- WRITTEN EXERCISE
In the copy, include every entry exactly but none of the pictures.

(Location identification entries)

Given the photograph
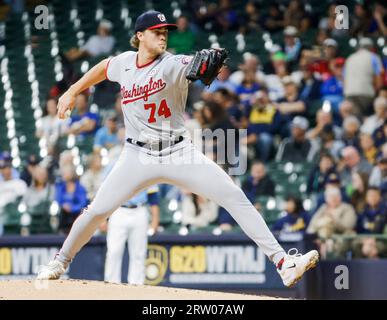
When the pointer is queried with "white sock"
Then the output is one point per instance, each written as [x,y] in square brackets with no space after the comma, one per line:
[278,257]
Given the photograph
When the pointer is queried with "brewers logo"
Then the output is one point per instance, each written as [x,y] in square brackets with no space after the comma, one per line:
[156,264]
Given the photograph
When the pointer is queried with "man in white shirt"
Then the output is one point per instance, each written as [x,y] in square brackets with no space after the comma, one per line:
[100,44]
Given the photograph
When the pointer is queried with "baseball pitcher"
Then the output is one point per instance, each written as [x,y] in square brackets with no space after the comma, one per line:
[154,86]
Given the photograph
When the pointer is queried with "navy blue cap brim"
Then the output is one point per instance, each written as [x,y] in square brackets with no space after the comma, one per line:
[170,26]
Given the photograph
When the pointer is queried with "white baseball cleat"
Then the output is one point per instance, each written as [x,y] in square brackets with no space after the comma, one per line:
[52,271]
[295,265]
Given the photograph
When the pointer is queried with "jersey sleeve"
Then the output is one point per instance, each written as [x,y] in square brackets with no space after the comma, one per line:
[177,70]
[114,67]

- TASK SOLUTION
Given the photograph
When the pointer is queried with "white sock"
Then the output is one point per instance, each written as [x,y] in square brackets with no space after the comma, one per line:
[278,257]
Given the photograph
When the pointer is queried with "brewers logo"
Then the output is one point per instance, each written as [x,y] in square brackets with no space after the comma, one per line:
[156,264]
Given the photograph
When the pointer is queried with "man in white shirt"
Then the output is one point per instance, each written as [x,y] in square brackets with no space after the comma, one per line:
[100,44]
Given the photograph
When the pointer is queried with "baseball pitcher"
Then the output is one point per instance, each written as [x,y] in square brackets with no space after the comma, one per line:
[154,86]
Given the photograph
When the pointer is queried with "navy blue cap brim"
Then the output is one point per instance, each written as [x,y] in square brackets with no space after the comma, one per line:
[170,26]
Given the photograph
When the pointer is queried with "white baseball cleat"
Then the output is one point per instance, each written as [x,y] in square brackets with no space after the comma, one per line:
[52,271]
[295,265]
Given the photograph
When the pointer is queried with "jersey sleeve"
Then the output is one point per instance, each written as [x,y] in square brackets with no space after the comma, one per line:
[177,70]
[114,67]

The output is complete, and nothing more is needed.